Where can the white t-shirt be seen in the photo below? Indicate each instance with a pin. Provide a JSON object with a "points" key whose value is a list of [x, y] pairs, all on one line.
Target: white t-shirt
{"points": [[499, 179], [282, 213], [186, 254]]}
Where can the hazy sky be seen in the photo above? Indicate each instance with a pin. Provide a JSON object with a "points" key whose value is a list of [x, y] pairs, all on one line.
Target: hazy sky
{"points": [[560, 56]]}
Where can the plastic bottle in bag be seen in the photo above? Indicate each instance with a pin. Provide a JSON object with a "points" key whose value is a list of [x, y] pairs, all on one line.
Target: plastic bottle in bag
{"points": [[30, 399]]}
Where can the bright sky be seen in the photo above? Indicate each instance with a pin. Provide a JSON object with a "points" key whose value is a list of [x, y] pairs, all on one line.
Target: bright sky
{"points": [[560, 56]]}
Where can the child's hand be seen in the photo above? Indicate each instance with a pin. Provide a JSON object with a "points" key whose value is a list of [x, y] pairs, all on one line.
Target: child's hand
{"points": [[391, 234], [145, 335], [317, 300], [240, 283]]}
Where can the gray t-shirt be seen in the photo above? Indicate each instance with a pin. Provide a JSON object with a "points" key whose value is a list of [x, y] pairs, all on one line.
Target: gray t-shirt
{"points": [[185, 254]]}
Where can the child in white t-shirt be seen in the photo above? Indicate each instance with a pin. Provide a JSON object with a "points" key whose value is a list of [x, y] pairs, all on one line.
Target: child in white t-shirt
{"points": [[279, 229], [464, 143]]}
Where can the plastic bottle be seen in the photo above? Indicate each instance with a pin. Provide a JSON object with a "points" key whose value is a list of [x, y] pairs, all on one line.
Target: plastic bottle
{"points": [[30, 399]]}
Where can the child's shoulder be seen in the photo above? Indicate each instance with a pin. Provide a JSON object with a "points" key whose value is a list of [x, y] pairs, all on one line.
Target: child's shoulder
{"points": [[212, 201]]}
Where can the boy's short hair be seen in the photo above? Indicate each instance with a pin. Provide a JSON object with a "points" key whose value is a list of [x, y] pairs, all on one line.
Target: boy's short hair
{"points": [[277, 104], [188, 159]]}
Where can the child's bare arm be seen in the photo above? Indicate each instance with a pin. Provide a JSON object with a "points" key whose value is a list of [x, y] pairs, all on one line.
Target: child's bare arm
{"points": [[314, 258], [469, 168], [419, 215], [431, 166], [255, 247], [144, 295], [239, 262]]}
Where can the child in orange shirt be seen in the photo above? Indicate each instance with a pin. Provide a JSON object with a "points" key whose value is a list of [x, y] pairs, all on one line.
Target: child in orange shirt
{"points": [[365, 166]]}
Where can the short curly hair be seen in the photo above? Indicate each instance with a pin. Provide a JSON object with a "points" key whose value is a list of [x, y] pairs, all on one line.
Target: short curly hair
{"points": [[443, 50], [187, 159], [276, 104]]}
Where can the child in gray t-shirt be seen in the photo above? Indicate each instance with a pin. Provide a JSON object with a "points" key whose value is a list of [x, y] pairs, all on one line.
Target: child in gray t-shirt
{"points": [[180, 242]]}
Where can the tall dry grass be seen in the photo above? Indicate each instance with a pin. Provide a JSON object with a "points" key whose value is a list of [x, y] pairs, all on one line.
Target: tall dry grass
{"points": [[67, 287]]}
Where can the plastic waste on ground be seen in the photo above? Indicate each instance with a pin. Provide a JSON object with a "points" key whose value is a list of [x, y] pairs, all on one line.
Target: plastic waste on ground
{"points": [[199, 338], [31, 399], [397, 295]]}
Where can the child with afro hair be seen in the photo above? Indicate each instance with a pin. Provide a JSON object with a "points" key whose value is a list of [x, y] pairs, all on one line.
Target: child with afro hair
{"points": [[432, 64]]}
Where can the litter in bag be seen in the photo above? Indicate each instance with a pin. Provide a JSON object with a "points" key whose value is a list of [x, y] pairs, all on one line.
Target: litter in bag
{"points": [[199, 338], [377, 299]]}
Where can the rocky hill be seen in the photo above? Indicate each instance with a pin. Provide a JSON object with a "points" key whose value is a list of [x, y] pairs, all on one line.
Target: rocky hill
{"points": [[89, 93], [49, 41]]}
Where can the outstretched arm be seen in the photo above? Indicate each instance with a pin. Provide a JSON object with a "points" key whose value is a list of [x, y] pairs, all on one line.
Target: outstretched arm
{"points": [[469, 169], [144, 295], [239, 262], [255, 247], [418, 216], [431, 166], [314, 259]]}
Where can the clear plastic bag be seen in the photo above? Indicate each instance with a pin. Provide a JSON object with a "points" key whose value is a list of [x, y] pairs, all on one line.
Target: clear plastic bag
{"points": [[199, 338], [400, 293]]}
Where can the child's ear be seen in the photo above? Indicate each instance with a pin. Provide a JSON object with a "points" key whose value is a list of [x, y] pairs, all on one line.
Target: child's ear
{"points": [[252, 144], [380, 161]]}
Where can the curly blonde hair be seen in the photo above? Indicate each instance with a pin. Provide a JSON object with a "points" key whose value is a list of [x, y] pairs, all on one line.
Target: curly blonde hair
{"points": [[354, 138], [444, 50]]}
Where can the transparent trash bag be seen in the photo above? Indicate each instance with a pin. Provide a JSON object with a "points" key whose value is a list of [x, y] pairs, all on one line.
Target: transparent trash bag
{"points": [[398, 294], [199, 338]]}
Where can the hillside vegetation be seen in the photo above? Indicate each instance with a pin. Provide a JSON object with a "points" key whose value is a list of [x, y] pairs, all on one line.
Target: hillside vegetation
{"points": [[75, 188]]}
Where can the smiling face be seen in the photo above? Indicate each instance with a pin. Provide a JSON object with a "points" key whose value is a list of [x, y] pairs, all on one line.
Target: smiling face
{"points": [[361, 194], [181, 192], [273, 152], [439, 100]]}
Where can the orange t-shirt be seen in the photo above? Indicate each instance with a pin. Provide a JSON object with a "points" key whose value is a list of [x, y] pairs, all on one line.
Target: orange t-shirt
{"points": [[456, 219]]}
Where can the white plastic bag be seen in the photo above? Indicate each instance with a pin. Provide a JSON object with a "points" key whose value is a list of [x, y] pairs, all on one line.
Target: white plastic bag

● ● ● ● ● ● ●

▶ **Exercise description**:
Extract each row above and reproduce it verbatim, keeping the original order.

▶ **Written solution**:
Where can the white t-shirt be seen in the photo below? Indicate each instance with a pin. Provide a JSON object with a "points" key whose value is a list of [x, y] pairs, all on one line.
Target: white t-shirt
{"points": [[499, 179], [282, 213], [186, 254]]}
Where can the hazy sky be seen in the photo above? Indicate each instance with a pin. Provide a JSON object with a "points" key whose value is a list of [x, y] pairs, all on one line.
Target: hazy sky
{"points": [[560, 56]]}
Where can the plastic bottle in bag be seen in the photo above? Indicate each instance with a pin. Provide a JSON object with a "points" key whose value is a list of [x, y] pairs, all on one line.
Target: plastic bottle in bag
{"points": [[30, 399]]}
Where can the bright sky be seen in the photo above? Indicate each instance with a pin. Provide a JSON object with a "points" key whose value is a list of [x, y] pairs, all on one line.
Target: bright sky
{"points": [[560, 56]]}
Where can the child's hand be seen in the photo above? Indicate each instance with a pin. Provide a JSON object with a "points" key whose value is a list of [x, y] pairs, all on one line.
Target: child's hand
{"points": [[391, 234], [145, 335], [317, 300], [240, 283]]}
Where can the gray t-shirt be seen in the photo above? Indicate each instance with a pin. Provide a JSON object with a "points" key whose value is a list of [x, y] pairs, all on one line.
Target: gray t-shirt
{"points": [[185, 254]]}
Where can the child in white t-shirt be seen in the photo above? Indicate each instance with a pin. Provide a JSON object with a "points" key whose value is a list of [x, y] pairs, all on one line.
Target: child in white t-shirt
{"points": [[279, 229], [464, 143]]}
Where can the plastic bottle be seen in the photo above? Indicate each instance with a pin. Provide a JSON object with a "points" key whose value is a list of [x, y] pairs, all on one line.
Target: plastic bottle
{"points": [[30, 399]]}
Where can the child's shoulder be seen in the photo above? Indicate each instance with a pin. Provide a JSON object with a "points" key whose value is a list of [x, y] pairs, all on one line.
Target: child's shoulder
{"points": [[212, 201]]}
Where can the boy's short hair be seen in the photo above? Indicate each instance with a pin. Provide a JSON object with a "points" key whose value is a list of [x, y] pairs, all on one line.
Target: boy's short hair
{"points": [[277, 104], [188, 159]]}
Where can the child's bare arm be seen in the photo above? Indicate each instance with a pin. Provide a JSON object with a "points" key whose value is a list of [x, y] pairs, all on one line.
Target: child's bare arm
{"points": [[314, 258], [469, 168], [419, 215], [431, 166], [255, 247], [144, 295], [239, 262]]}
Where can the child in orange shirt be seen in the photo above? Indicate each instance with a pin. Provide a JSON object with a "points" key whose value is a list of [x, y] pairs, all on one line.
Target: child in orange shirt
{"points": [[365, 166]]}
Where can the short curly hair be seen in the photo above? Indicate each instance with a pin. Provide a JSON object with a "points" key whose value is a list of [x, y] pairs, all on one line.
Target: short curly hair
{"points": [[443, 50], [187, 159], [276, 104]]}
Where can the child in gray t-shirt be seen in the photo above? Indicate each instance with a pin. Provide a JSON object with a "points" key whose value is a list of [x, y] pairs, all on one line.
Target: child in gray t-shirt
{"points": [[180, 242]]}
Where can the tall dry grass be seen in the photo above? Indicate each instance with a pin. Provide a JSON object with a "points" key whose value is a list of [x, y] pairs, all on one line.
Target: tall dry grass
{"points": [[67, 287]]}
Where can the plastic waste on ground be seen in the photo above? Indicate each instance with a pin. Provide a JSON object with a "points" key whose value is a list of [x, y] pairs, all on one line.
Target: plastic waste on ground
{"points": [[199, 338], [31, 399], [397, 295]]}
Where can the child with afro hair be seen in the photo above? Indicate each instance with a pin. Provide a JSON object with a "points" key whose value is a list of [x, y] pairs, all on one line.
Target: child with afro hair
{"points": [[432, 64]]}
Where can the litter in bag be seen in the photo above? Indicate each instance with a pin. Provide a JSON object with a "points" key whose value is a list of [x, y] pairs, all on one line.
Target: litter in bag
{"points": [[199, 338], [377, 299]]}
Where can the rocky hill be seen in the photo above? Indicate each instance with a pin. Provide a JSON object with a "points" key whose value is a list of [x, y] pairs, all on one line.
Target: rocky hill
{"points": [[89, 93], [49, 41]]}
Where can the outstretched arm be seen in the photo above? Indicate each instance with a pin. Provide a JSON object with a "points" key whose value is a list of [x, y] pairs, all on one line.
Target: outstretched arm
{"points": [[469, 169], [144, 295], [239, 262], [255, 247], [418, 216], [431, 166], [314, 259]]}
Where can the clear plastic bag be seen in the photo above? Indicate each instance with a pin. Provide a JSON object with a "points" key whose value is a list of [x, y] pairs, all on one line.
Target: clear plastic bag
{"points": [[199, 338], [400, 293]]}
Where can the child's ear be seen in the photo above? Indicate each instance with a pin. Provide a JSON object with a "points" key whose value is a list of [x, y] pairs, all on one line.
Target: child's ear
{"points": [[252, 144], [380, 161]]}
Where can the curly blonde hair be seen in the photo above? Indicate each instance with a pin. Provide a JSON object with a "points" key whose value is a list of [x, y] pairs, all on one line.
Target: curly blonde hair
{"points": [[354, 138], [444, 50]]}
Where can the transparent trash bag be seen in the photo above? Indicate each instance with a pin. Provide a JSON object with a "points" key whose value is a list of [x, y] pairs, all on one line.
Target: transparent trash bag
{"points": [[398, 294], [199, 338]]}
Where can the hillside vegetation be seen in the photo above? Indicate each instance with a pin. Provide a JSON object with a "points" key whose value is a list of [x, y] pairs, all on one line.
Target: hillside vegetation
{"points": [[75, 188]]}
Where can the smiling face be seen in the photo above? Indicate each instance with a pin. Provide a JSON object with a "points" key whose value is a list of [x, y] pairs, all on one line.
Target: smiling face
{"points": [[361, 194], [181, 192], [273, 152], [439, 100]]}
Where can the orange t-shirt be seen in the photo above? Indicate each instance with a pin. Provide a JSON object with a "points" key whose value is a list of [x, y] pairs, all on one line.
Target: orange t-shirt
{"points": [[456, 219]]}
Where can the white plastic bag be seen in the photo above? Indicate each instance with a pin. Provide a JSON object with a "points" key whose value is a list of [x, y] pairs, all on one line.
Target: white plastic bag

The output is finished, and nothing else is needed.